*** Opening of Excerpted data ***

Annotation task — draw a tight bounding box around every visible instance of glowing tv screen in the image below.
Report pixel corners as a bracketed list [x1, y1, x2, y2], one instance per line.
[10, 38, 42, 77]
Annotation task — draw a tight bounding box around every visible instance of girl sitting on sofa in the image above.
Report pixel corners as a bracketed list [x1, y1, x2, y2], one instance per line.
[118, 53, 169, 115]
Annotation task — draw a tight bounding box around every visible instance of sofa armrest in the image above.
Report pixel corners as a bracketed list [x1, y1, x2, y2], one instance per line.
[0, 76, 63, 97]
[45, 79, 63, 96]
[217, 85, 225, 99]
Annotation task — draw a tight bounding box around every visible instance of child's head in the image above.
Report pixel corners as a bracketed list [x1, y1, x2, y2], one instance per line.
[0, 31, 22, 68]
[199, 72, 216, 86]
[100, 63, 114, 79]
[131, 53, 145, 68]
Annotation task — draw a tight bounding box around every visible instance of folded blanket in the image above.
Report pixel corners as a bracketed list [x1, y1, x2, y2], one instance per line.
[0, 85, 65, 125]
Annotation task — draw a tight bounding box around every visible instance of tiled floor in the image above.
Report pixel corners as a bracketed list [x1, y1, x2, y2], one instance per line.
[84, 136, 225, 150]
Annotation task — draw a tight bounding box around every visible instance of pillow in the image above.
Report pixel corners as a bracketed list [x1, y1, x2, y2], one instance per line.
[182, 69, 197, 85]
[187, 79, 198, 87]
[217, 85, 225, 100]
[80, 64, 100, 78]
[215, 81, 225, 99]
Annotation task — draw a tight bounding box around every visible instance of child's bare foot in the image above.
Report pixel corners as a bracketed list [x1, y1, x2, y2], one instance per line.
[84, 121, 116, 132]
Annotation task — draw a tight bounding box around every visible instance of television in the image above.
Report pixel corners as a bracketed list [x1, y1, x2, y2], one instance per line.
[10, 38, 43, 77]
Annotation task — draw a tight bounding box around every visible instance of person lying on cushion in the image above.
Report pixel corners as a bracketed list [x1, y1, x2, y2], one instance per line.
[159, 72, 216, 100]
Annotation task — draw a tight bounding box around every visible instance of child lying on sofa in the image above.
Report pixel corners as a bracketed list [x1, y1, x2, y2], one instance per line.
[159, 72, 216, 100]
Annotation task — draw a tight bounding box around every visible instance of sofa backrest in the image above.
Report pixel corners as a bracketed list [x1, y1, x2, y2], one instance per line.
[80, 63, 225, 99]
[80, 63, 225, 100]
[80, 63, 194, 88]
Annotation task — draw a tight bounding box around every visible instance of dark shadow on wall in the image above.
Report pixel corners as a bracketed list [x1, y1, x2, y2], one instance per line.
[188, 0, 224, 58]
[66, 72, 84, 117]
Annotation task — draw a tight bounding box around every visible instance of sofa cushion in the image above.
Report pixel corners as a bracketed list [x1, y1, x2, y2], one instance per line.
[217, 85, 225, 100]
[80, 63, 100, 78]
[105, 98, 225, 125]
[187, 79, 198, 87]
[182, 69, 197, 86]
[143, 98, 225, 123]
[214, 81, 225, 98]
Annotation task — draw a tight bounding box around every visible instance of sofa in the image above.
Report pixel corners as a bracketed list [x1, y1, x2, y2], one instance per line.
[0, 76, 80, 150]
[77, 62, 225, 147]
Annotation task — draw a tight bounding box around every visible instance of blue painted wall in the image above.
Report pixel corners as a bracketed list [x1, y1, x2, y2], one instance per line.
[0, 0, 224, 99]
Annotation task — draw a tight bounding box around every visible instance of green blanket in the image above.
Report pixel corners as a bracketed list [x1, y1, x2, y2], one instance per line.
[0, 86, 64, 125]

*** Close of Excerpted data ***

*Assigned task:*
Gather each line in these records that contains the string "lying".

*Answer:*
Annotation task — draw a tight bounding box around every visible instance of person lying on cushion in the image above.
Annotation task — draw a tight bounding box around every visible instance of child lying on sofa in the image above.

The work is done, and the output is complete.